Selected text:
:::::

Dear list,
I am trying to find out whether I can use the "record" type as a polymorphic
return type to return multiple columns, to be determined at runtime. In
fact, I'm trying to write a function that provides a generic implementation
of some deserialization of a certain field.

The prototype of the function I came up with, is as follows:
CREATE FUNCTION deserialize(the_table t1) RETURNS record << etc. etc. >>
;

It is intended to return multiple fields in an anonymous row: only at time
of invocation it is known what fields will this row consist of...

The function is used in the following statement:
SELECT * FROM (SELECT deserialize( t1 ) FROM t1) ss;
Unfortunately, this results in ONE row, with ONE column. E.g.:

MYDB=# select * from (SELECT deserialize(kvp) FROM kvp) ss;
deserialize
-----------
(1,2)
(1 row)

I guess I am seeking to prototype the anonymous row layout in the above SQL
statement?

Hope you have any idea,
regards,


Rob

Search Discussions

  • Alban Hertroys at Sep 25, 2009 at 5:59 pm

    On 25 Sep 2009, at 18:34, InterRob wrote:

    Unfortunately, this results in ONE row, with ONE column. E.g.:

    MYDB=# select * from (SELECT deserialize(kvp) FROM kvp) ss;
    deserialize
    -----------
    (1,2)

:::::

Data entries:
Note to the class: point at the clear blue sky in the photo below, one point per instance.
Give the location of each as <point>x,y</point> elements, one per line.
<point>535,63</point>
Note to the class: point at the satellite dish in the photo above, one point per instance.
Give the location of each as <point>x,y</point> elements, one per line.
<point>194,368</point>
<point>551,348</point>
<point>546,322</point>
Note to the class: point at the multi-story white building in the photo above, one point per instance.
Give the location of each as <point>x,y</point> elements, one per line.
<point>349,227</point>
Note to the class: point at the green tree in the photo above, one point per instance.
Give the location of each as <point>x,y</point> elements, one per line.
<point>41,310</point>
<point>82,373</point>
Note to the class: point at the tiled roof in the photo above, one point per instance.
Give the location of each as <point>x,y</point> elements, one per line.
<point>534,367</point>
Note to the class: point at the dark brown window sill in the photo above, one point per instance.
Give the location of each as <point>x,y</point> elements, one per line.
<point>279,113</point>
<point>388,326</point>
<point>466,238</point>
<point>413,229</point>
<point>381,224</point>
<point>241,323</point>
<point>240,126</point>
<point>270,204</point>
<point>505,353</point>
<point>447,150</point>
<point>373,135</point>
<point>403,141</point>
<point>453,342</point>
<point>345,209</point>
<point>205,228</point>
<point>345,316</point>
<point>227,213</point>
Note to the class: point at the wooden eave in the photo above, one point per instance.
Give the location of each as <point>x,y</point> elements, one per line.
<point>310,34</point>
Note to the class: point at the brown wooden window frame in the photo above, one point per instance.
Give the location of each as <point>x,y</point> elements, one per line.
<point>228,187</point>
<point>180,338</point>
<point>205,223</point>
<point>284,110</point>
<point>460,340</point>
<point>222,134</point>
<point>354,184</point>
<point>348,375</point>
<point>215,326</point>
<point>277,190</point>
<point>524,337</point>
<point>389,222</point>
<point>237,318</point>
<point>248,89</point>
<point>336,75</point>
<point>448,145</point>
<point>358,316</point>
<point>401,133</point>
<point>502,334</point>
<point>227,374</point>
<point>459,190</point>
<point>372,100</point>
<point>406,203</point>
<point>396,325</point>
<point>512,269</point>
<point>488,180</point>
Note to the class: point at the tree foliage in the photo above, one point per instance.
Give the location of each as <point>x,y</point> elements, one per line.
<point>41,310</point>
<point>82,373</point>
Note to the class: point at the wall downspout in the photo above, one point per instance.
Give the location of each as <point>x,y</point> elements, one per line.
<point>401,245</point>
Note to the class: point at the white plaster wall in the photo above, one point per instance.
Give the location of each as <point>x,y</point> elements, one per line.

:::::

Task set:
A) From the thread about the record return type, copy the stretch from "The prototype of" through "row consist of...".
B) Answer these questions from the thread about the record return type:
(i) What name does the function in the prototype have?
(ii) According to the post, how many rows and columns does the SELECT statement return?
(iii) Who replied to the post on Sep 25, 2009 at 5:59 pm?

The answers:
A)
The prototype of the function I came up with, is as follows:
CREATE FUNCTION deserialize(the_table t1) RETURNS record << etc. etc. >>
;

It is intended to return multiple fields in an anonymous row: only at time
of invocation it is known what fields will this row consist of...

B)
(i) deserialize
(ii) One row with one column.
(iii) Alban Hertroys